(Stored records)

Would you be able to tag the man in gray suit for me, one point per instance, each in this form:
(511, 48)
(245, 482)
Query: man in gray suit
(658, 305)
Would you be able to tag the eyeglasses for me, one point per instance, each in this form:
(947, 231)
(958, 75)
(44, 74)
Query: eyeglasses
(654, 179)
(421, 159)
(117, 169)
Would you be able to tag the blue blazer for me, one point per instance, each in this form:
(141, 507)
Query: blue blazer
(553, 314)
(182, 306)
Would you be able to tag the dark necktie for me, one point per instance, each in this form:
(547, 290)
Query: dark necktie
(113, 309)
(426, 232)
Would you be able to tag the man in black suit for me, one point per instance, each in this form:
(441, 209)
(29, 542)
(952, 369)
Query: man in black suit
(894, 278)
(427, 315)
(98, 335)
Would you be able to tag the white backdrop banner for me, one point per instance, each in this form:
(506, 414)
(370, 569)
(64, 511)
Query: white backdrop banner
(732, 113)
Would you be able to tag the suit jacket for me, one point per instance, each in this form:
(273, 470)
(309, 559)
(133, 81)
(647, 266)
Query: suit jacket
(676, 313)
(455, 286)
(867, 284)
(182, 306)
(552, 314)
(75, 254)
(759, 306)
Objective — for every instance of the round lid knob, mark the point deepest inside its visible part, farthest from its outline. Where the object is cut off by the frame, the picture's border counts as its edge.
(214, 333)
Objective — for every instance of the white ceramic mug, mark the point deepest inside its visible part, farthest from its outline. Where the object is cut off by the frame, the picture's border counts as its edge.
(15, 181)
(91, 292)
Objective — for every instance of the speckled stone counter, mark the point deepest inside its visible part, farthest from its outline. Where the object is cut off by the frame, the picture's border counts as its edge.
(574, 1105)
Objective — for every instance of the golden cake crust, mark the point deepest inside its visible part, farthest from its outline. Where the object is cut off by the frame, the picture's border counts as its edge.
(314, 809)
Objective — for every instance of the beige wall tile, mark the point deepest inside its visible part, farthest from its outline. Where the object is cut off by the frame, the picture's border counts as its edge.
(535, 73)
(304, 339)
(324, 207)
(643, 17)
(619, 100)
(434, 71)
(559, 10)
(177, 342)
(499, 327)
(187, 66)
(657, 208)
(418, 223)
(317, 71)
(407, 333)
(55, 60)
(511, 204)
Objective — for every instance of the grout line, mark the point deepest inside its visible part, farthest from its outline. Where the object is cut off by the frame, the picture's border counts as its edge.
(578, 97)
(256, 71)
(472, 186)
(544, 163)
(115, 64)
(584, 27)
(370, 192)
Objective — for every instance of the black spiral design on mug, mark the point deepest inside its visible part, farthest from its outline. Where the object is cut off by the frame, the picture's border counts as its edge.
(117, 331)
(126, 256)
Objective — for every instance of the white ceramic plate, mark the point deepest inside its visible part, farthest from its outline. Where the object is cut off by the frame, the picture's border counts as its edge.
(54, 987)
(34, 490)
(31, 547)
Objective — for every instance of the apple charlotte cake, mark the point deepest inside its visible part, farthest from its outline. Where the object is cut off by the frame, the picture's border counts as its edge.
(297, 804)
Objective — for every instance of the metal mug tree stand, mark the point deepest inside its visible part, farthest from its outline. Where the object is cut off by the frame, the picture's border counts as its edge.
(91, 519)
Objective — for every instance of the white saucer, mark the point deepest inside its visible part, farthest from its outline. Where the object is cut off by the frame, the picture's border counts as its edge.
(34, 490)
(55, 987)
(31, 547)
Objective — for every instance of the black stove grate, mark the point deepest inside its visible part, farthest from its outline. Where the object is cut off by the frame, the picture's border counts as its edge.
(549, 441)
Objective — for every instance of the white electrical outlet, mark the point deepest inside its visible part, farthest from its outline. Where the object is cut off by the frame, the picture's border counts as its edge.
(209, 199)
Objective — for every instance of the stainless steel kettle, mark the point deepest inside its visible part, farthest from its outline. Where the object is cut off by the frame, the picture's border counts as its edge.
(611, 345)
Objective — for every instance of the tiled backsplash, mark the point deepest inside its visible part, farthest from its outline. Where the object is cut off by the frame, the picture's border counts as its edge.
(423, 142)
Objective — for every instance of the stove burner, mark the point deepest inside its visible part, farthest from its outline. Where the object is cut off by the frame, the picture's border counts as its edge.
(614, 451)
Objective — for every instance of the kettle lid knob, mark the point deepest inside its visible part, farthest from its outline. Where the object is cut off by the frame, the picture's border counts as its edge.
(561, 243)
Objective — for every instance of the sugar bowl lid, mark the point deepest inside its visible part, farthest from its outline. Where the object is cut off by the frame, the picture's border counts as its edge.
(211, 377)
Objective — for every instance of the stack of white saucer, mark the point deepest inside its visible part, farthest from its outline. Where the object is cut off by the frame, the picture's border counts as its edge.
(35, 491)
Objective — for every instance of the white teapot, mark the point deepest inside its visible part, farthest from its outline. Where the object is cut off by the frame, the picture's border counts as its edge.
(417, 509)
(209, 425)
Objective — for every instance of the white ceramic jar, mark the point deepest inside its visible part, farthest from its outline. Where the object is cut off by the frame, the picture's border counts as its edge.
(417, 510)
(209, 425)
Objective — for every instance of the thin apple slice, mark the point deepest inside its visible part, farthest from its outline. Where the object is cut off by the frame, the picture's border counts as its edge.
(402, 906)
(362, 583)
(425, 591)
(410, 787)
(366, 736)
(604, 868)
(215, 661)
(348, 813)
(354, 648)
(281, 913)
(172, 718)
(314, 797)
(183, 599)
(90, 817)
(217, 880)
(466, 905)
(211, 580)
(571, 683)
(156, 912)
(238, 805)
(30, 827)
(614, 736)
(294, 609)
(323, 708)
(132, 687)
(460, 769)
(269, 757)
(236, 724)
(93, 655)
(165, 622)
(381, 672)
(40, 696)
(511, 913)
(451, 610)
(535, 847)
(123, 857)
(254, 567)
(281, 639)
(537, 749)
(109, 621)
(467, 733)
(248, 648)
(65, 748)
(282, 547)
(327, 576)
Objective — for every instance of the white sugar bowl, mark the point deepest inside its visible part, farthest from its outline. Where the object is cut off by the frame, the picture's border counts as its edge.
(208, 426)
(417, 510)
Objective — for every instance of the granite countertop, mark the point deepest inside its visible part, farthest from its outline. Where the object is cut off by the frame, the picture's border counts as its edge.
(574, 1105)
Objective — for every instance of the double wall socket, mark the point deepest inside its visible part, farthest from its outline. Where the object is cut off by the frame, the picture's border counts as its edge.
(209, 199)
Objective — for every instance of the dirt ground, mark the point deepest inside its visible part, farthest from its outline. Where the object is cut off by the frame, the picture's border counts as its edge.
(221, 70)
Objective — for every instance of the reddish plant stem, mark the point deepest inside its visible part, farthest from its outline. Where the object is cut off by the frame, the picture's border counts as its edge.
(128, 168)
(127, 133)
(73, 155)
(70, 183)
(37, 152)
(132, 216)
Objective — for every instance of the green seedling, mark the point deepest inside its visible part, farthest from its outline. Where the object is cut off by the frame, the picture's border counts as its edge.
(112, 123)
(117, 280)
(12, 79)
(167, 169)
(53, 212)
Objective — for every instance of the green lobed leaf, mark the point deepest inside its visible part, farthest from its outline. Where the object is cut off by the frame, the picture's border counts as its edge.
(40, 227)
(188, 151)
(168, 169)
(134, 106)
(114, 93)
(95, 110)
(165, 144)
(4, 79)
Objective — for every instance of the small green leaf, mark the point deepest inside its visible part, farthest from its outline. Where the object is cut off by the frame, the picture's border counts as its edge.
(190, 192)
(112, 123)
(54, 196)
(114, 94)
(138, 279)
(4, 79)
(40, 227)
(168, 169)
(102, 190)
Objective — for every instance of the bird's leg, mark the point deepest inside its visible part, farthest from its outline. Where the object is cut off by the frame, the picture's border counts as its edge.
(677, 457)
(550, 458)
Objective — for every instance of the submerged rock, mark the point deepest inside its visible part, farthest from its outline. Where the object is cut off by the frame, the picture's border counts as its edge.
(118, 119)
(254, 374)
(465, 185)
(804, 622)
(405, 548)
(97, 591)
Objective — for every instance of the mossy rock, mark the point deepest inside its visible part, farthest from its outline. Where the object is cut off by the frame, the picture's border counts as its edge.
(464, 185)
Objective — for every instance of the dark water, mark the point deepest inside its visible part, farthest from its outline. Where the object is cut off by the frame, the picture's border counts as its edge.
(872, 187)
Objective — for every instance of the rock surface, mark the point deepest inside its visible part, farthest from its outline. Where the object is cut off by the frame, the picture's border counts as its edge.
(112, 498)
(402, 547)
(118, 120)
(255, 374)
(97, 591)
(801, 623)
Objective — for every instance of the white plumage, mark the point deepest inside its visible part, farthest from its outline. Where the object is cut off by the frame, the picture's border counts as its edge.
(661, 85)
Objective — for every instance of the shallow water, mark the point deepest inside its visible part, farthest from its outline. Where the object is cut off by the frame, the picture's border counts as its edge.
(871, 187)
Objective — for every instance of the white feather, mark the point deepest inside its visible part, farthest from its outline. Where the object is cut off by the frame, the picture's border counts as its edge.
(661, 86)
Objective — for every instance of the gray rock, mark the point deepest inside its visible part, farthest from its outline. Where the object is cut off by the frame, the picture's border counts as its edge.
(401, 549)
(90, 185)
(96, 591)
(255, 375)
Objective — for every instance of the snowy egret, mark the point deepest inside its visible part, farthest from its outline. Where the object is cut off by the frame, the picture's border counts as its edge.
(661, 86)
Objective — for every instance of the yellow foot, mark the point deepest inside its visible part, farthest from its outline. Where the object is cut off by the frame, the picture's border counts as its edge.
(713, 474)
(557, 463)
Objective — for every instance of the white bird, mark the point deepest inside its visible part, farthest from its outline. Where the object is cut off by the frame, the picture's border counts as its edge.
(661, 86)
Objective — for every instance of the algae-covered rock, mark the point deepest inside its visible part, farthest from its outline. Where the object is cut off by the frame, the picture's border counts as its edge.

PROBLEM STATEMENT: Return the lines from the line containing "Objective — for every instance of the gray" to the end of the entries above, exactly as they appear and with no other output.

THE RESPONSE:
Objective — for every instance of the gray rock, mark the point deepest inside its visible part, farthest from its outline. Where the object is cut off by the frame, the picture's border counts as its edge.
(401, 549)
(90, 185)
(96, 591)
(255, 375)
Objective — for every instance of the snowy egret, mark the point deepest inside its visible part, farthest from its outline. Where the object is cut off by the frame, the picture's border counts as its edge.
(661, 86)
Objective — for every instance of the yellow foot, mark the point deepest inside its visible part, farthest from its outline. Where the object is cut off by the frame, the picture's border counts as its edge.
(713, 474)
(557, 463)
Objective — for every instance of the white bird, mark the point deepest inside its visible part, farthest from its outline. Where the object is cut off by the frame, the picture's border counts as its edge.
(661, 86)
Objective — for every instance of the algae-covered rock, mark the point deepest inside its visible part, farthest from its outline. Where the object is cut off by the frame, the picture's border counts as its edge.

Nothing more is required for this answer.